▸ **PROBLEM STATEMENT**
Everything from the line containing "Where can you spot the watch" through the last line of the records below should be printed exactly, please, and nothing else.

▸ **RECORD LIST**
============================================================

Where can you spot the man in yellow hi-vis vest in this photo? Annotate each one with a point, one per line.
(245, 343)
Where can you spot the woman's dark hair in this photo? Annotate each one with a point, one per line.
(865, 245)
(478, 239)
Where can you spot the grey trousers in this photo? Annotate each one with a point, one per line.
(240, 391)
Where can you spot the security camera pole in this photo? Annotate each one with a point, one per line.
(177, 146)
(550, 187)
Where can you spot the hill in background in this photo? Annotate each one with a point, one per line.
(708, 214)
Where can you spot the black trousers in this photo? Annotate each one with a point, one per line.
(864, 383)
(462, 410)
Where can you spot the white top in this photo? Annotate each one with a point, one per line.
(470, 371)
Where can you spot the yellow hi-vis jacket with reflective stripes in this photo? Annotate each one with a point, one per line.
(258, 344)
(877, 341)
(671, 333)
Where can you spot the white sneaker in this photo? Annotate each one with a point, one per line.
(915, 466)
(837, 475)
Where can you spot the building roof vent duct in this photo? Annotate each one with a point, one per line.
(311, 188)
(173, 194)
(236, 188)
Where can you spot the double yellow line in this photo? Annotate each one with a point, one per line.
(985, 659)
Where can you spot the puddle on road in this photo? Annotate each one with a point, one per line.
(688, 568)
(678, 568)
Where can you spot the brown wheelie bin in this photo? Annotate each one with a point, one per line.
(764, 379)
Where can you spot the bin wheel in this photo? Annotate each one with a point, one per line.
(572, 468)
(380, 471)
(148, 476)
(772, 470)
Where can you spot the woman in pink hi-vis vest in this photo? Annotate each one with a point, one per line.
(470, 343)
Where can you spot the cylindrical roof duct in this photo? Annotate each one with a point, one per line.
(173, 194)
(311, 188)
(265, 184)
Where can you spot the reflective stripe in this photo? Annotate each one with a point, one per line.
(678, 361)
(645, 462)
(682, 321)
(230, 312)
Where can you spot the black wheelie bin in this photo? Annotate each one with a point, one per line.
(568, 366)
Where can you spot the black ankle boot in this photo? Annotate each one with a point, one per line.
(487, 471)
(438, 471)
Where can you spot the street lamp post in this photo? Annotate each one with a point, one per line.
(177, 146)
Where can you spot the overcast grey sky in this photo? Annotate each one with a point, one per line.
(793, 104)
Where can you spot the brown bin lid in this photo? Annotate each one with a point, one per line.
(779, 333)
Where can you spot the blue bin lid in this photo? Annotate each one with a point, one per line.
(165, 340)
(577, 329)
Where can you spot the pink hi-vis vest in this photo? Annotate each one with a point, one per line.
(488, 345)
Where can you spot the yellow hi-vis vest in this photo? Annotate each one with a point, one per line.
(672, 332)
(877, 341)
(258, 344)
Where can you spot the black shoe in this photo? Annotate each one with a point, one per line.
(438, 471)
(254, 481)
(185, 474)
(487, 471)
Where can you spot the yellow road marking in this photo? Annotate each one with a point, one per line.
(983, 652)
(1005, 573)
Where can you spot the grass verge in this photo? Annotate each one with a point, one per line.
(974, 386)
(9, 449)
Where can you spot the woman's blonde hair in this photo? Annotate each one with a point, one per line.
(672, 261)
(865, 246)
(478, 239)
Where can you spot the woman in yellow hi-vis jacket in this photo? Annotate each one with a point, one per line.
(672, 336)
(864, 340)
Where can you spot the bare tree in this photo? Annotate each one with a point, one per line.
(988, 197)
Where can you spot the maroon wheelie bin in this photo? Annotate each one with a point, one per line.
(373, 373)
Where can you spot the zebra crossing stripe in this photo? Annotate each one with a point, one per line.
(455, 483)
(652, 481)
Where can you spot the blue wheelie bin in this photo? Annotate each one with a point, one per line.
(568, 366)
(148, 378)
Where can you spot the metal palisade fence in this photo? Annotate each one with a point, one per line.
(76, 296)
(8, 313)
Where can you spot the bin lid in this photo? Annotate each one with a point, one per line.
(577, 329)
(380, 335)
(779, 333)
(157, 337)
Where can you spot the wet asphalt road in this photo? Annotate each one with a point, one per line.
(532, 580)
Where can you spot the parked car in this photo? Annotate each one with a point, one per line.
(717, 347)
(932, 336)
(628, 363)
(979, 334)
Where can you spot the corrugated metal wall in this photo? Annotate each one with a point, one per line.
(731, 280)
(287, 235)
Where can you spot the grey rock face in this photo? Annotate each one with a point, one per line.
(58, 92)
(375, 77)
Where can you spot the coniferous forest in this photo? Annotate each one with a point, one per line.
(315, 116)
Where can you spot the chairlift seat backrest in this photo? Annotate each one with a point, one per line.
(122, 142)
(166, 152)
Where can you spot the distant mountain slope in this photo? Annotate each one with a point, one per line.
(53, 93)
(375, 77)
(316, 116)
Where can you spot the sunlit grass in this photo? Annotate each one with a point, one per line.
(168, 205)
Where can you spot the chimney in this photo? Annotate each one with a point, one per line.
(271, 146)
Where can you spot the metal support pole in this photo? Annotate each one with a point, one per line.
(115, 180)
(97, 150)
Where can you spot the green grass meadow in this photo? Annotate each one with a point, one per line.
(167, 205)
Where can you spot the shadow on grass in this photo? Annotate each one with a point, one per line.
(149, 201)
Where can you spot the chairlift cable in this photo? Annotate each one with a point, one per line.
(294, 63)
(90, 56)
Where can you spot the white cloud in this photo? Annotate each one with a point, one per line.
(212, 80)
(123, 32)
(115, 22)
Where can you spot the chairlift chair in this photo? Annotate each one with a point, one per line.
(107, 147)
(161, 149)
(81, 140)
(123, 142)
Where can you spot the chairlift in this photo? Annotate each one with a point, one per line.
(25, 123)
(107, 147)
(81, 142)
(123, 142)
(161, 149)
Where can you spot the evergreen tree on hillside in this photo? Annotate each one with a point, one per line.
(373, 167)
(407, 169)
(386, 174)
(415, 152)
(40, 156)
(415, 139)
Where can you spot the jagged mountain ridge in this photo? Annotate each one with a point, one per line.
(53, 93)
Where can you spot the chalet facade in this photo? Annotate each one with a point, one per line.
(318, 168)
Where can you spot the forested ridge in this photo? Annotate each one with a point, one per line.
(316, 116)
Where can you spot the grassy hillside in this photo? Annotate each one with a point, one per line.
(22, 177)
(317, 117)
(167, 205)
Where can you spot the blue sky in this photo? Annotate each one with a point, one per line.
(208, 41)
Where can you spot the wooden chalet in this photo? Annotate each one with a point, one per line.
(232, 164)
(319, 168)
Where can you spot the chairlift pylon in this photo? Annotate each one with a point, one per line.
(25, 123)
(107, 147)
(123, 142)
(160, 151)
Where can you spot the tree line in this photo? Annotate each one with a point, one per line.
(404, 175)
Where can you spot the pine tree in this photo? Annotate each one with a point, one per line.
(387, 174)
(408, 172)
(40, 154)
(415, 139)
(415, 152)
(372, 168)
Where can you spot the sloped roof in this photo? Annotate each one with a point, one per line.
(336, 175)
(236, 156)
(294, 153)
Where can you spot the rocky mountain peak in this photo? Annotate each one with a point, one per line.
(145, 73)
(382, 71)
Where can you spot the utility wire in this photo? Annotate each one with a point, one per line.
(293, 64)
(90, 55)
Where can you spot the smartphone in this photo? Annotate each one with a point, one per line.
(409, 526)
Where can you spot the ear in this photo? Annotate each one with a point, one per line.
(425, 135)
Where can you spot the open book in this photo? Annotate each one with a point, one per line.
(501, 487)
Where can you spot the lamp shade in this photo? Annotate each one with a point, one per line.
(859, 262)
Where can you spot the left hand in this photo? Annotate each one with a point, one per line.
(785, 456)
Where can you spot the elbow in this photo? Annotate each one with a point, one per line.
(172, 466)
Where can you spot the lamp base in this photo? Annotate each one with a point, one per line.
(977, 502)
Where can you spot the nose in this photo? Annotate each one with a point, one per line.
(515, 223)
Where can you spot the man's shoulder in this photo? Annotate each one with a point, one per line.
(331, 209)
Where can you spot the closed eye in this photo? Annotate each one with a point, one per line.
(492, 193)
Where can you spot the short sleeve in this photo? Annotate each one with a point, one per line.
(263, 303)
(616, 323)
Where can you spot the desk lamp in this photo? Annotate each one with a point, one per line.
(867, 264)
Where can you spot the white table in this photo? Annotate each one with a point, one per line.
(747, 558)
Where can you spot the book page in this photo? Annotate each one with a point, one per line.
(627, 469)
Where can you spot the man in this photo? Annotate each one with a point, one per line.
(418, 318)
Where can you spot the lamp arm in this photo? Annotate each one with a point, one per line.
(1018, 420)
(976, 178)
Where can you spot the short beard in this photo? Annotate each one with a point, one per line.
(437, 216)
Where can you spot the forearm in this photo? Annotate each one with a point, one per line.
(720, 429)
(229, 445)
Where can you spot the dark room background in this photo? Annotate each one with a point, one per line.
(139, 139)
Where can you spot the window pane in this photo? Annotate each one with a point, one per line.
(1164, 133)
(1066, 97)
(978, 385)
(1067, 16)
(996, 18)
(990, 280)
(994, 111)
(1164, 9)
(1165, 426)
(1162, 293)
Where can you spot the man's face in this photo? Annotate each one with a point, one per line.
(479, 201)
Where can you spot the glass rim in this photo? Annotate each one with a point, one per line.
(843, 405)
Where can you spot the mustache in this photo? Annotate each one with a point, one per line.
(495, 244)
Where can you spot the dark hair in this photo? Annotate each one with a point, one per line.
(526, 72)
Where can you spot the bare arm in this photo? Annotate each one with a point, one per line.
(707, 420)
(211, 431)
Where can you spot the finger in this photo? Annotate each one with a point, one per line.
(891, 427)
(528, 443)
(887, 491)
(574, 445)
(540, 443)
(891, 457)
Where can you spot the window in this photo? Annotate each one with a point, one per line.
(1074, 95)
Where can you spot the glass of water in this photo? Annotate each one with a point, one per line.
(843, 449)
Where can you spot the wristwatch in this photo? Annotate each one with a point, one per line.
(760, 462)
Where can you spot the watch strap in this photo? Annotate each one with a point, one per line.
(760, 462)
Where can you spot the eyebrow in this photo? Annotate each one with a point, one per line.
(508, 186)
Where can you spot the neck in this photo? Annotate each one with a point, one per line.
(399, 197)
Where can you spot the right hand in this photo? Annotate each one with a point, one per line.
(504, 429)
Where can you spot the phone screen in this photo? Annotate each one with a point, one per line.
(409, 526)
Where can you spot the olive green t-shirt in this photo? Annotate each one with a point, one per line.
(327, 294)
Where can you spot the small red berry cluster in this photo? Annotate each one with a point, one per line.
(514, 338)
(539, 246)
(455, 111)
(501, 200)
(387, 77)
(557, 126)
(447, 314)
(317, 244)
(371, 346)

============================================================

▸ **TASK RESPONSE**
Where can you spot the watch strap in this photo? Annotate each one with a point, one per line.
(760, 462)
Where can you spot the eyebrow in this photo? Annotate each one with a point, one per line.
(508, 186)
Where can you spot the neck in this photo? Annotate each one with a point, one per line.
(399, 197)
Where can you spot the right hand in this photo? Annotate each one with a point, one per line.
(504, 429)
Where can you spot the phone screen in this photo? Annotate each one with a point, one per line.
(409, 526)
Where can you spot the olive green t-shirt in this photo? Annotate each one with a point, one per line.
(327, 294)
Where can you spot the small red berry cluster in this photo? Annotate each one with a point, one per line.
(514, 338)
(539, 246)
(455, 111)
(501, 200)
(387, 77)
(557, 126)
(447, 314)
(317, 244)
(371, 346)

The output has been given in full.